## [Stated problem]
Please convert every line of the records below into a Markdown table with the columns Number and Line, numbering each row, skipping blank lines, and leaving out the pictures.

## [Data extract]
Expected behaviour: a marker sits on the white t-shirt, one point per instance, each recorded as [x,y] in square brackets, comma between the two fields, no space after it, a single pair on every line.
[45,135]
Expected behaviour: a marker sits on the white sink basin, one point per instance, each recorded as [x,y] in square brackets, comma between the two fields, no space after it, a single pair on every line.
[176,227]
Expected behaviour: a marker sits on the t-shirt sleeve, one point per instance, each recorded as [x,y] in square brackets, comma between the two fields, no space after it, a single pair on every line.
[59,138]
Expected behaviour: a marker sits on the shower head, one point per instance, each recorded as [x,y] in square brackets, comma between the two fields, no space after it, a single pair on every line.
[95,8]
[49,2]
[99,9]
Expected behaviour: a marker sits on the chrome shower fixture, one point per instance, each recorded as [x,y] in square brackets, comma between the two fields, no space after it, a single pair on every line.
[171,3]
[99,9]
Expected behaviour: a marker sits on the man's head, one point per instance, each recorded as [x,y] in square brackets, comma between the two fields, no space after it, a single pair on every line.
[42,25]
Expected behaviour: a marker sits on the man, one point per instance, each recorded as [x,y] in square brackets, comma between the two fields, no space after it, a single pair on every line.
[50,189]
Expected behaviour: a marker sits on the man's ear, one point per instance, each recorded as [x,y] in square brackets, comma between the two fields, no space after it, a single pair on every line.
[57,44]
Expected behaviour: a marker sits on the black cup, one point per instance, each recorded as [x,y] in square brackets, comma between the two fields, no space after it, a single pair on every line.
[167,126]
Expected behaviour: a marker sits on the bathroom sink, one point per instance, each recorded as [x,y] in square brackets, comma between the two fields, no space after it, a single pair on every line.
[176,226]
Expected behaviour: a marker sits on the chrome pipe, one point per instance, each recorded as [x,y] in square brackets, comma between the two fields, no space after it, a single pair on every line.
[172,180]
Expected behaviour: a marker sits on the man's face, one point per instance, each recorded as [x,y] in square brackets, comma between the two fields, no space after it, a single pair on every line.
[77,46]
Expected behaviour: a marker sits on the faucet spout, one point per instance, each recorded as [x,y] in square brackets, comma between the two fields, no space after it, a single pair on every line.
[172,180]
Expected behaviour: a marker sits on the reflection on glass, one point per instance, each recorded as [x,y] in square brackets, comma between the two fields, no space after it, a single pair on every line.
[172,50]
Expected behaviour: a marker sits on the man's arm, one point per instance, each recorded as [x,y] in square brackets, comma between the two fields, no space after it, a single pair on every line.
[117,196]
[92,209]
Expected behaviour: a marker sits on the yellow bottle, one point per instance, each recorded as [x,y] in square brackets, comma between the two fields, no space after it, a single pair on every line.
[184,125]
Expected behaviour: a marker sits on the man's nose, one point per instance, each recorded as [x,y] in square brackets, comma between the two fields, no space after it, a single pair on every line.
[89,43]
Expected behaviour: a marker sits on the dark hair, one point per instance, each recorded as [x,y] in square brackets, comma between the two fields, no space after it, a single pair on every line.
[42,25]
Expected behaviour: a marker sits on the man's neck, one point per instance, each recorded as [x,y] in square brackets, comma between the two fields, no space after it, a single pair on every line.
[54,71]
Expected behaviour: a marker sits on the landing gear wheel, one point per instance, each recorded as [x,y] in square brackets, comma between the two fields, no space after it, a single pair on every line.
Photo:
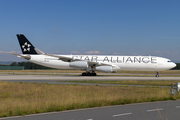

## [Task answer]
| Number | Line |
|---|---|
| 1 | Expected behaviour: a marker sits on the white t-shirt, one point per instance, each recorded as [x,y] in square brackets, comma between the two fields, no space after it, a single pair on every line. |
| 2 | [45,135] |
| 3 | Expected behaviour: a marker sits on the white sink basin, one point per instance, each recorded as [x,y] in square brackets, comma between the two fields, no space after it, a single pair on every line. |
| 4 | [176,227] |
| 5 | Expected behaviour: a marker sits on the t-shirt sleeve, one point per instance, each recorded as [x,y] in square brackets, comma between the two fields, no space after it, a single pair on every line. |
| 6 | [59,138] |
| 7 | Expected behaviour: a marker sits on the shower head, one point per instance, each recorded as [x,y] in square brackets, comma between the two fields, no space after it, a single pair on every line. |
| 8 | [95,8] |
| 9 | [49,2] |
| 10 | [99,9] |
| 11 | Expected behaviour: a marker sits on the chrome shower fixture, one point per instance, each recorded as [x,y] in square brackets, comma between the two fields, no space after it, a single pair on every line. |
| 12 | [171,3] |
| 13 | [99,9] |
| 14 | Expected behaviour: a marker sits on the man's head, one point per instance, each recorded as [x,y] in square brackets, comma between the two fields, no space after it, a single pair on every line. |
| 15 | [42,25] |
| 16 | Expected behaviour: a marker sits on the man, one point per instance, each recorded as [x,y] in square brackets, comma between the two fields, no space after it, a single pair on every line. |
| 17 | [50,189] |
| 18 | Expected behaviour: a marker sits on the man's ear, one point per instance, each recorded as [x,y] in square brackets, comma between the two fields, no space after it, a single pair on every line. |
| 19 | [57,44] |
| 20 | Expected behaviour: a marker sits on the black cup, one point per instance, each recorded as [x,y] in square brackets, comma between the two fields, no space after it, a single pair on every line. |
| 21 | [167,126] |
| 22 | Expected behaviour: a marker sits on the bathroom sink, one point per instance, each recorded as [x,y] in square brackets, comma between the two fields, no space after it, a single pair on every line. |
| 23 | [176,226] |
| 24 | Expected behaviour: a marker sits on the chrome pipe, one point per instance, each recorded as [x,y] in square brackets, comma between the two fields, no space after it, a single pair on every line. |
| 25 | [172,180] |
| 26 | Expected behaviour: a marker sits on the man's face, one point per instance, each recorded as [x,y] in square brackets, comma between the two fields, no space after it, a single pair on every line. |
| 27 | [77,46] |
| 28 | Expected behaviour: a marker sits on the faucet spout, one point per instance, each recorded as [x,y] in square brackets, comma between the two fields, no space after it, a single pair on every line. |
| 29 | [172,180] |
| 30 | Expected behaviour: a marker sits on the reflection on glass, one point per instance, each recorded as [x,y] in square brackets, comma between the two fields, no space after it, a single pair on every line. |
| 31 | [172,50] |
| 32 | Expected behaviour: a marker sits on the man's arm, one point per instance, each recorded as [x,y] in square brackets, comma between the two fields, no space after it, a single pair on every line. |
| 33 | [117,196] |
| 34 | [92,209] |
| 35 | Expected behaviour: a marker sits on the yellow bottle, one point per instance, each recorded as [x,y] in square brackets, comma between the two fields, no space after it, a single pair on every line. |
| 36 | [184,125] |
| 37 | Expected behaviour: a marker sits on the man's nose, one point per instance, each recorded as [x,y] in square brackets, comma between the two fields, no space after it, a single pair on every line. |
| 38 | [89,43] |
| 39 | Expected behaviour: a marker sits on the dark hair, one point per instance, each recorded as [x,y] in square brackets, comma between the two fields, no space after it, a single pair on every line. |
| 40 | [42,25] |
| 41 | Expected behaviour: a marker sits on the man's neck, one point per instance, each recorded as [x,y] in square brackets, comma between the two fields, no space after it, a single pair on every line. |
| 42 | [54,71] |
| 43 | Expected behaviour: a marker sits on the landing gear wheel, one point per instance, each recorded as [x,y] in square brackets, comma between the two fields, no space after it, a single pair on every line. |
| 44 | Photo: |